> Metin bölümü
+---+
MAKALELER

Divane Ağaç - Görsel Şölen

2018.12.28 00:00
| | |
8863

Seyircisine Doğu da Moğol akınları,Batı da Haçlı Seferleri ve Anadolu da buna karşın oluşan kargaşa yıllarında yaşayan...

Ankara Devlet Tiyatrosu bilge ozan Yunus Emre’yi  yazar  Turgay Nar oyununda , görsel şöleni anımsatan bir çalışma ile yönetmen Hüseyin Köroğlu  çalışması ile  gündeme taşımıştır.


Seyircisine Doğu da Moğol akınları,Batı da Haçlı Seferleri ve Anadolu da buna karşın oluşan kargaşa yıllarında yaşayan Mevlana,Yunus, Hac-ı Bektaş,Kaygusuz Abdal gibi önemli ve bilge ozanlar Anadolu’nun kültür  ortamının güçlü sesi olarak bizlere nefes olmaya her daim başarabilmişlerdir. 
 Yönetmen Hüseyin Köroğlu ise hayaller,düşler,karabasanların olağanüstü hallerini sözlerin ötesine alarak görsel şölen şeklinde devlet tiyatrosu’nun tüm teknik olanaklarını da kullanarak ‘Divane Ağaç’ üzerinde çalışmasını tamamlamıştır.

Işık,müzik,dans ögelerinin ortak  kullanımını masalsı bir atmosfer içinde dekor,kostüm’ün değer katan  katkıları ile yönetmen seyircisine ulaştırmaya özen göstermiş hatta farklı çokça malzemenin bir arada kullanılmasının   seyircisini   zaman,zaman  bu görsel yolculukta yoracağını bile fark etmeden oyunun bügüsüyle  yönetmenin çeşitlilik arzusu da bu oyun için  vazgeçilmez olmuştur.
+---+
> Verilen kayıtlar
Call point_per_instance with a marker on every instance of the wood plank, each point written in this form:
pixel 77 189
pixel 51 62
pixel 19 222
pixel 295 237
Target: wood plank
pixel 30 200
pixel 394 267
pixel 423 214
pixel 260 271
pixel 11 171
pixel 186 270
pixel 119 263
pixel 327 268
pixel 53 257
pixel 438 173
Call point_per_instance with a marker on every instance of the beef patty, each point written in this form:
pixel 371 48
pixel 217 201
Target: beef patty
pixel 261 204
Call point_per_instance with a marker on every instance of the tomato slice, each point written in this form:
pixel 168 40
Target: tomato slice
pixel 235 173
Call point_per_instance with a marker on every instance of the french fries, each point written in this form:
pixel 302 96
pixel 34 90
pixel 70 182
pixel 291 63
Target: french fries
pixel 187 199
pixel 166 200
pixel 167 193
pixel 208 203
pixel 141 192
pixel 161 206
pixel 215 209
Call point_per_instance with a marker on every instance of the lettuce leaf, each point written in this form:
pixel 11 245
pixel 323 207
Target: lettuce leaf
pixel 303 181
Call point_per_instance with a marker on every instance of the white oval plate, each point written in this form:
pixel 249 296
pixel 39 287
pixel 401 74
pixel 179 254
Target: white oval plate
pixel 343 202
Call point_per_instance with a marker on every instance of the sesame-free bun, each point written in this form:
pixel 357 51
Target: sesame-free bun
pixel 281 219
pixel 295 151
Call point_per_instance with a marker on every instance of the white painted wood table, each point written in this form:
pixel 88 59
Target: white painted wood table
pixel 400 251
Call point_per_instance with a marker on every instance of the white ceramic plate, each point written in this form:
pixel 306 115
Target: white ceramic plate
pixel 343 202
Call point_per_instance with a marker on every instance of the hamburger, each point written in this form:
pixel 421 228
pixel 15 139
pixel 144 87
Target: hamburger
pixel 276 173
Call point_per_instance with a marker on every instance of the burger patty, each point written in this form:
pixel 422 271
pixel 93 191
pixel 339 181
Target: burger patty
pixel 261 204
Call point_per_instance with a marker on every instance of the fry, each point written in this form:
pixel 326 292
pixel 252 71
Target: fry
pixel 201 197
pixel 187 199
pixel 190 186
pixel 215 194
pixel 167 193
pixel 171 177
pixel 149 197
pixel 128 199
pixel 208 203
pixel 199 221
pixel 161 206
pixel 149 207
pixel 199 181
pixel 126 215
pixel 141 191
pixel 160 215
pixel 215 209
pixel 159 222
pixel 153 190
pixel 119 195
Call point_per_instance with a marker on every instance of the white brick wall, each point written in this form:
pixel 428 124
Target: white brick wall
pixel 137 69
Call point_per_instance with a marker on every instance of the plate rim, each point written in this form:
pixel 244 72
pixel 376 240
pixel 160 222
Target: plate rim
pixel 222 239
+---+
> Alıştırma yönergesi
Divane Ağaç yazısında "2018.12.28 00:00" ifadesinden "her daim başarabilmişlerdir." ifadesine kadar uzanan kısmı, "kargaşa" sözcüğünü "karmaşa" ile değiştirerek yeniden yazar mısın?

> Tamamlanmış görev
2018.12.28 00:00
| | |
8863

Seyircisine Doğu da Moğol akınları,Batı da Haçlı Seferleri ve Anadolu da buna karşın oluşan karmaşa yıllarında yaşayan...

Ankara Devlet Tiyatrosu bilge ozan Yunus Emre’yi  yazar  Turgay Nar oyununda , görsel şöleni anımsatan bir çalışma ile yönetmen Hüseyin Köroğlu  çalışması ile  gündeme taşımıştır.


Seyircisine Doğu da Moğol akınları,Batı da Haçlı Seferleri ve Anadolu da buna karşın oluşan karmaşa yıllarında yaşayan Mevlana,Yunus, Hac-ı Bektaş,Kaygusuz Abdal gibi önemli ve bilge ozanlar Anadolu’nun kültür  ortamının güçlü sesi olarak bizlere nefes olmaya her daim başarabilmişlerdir.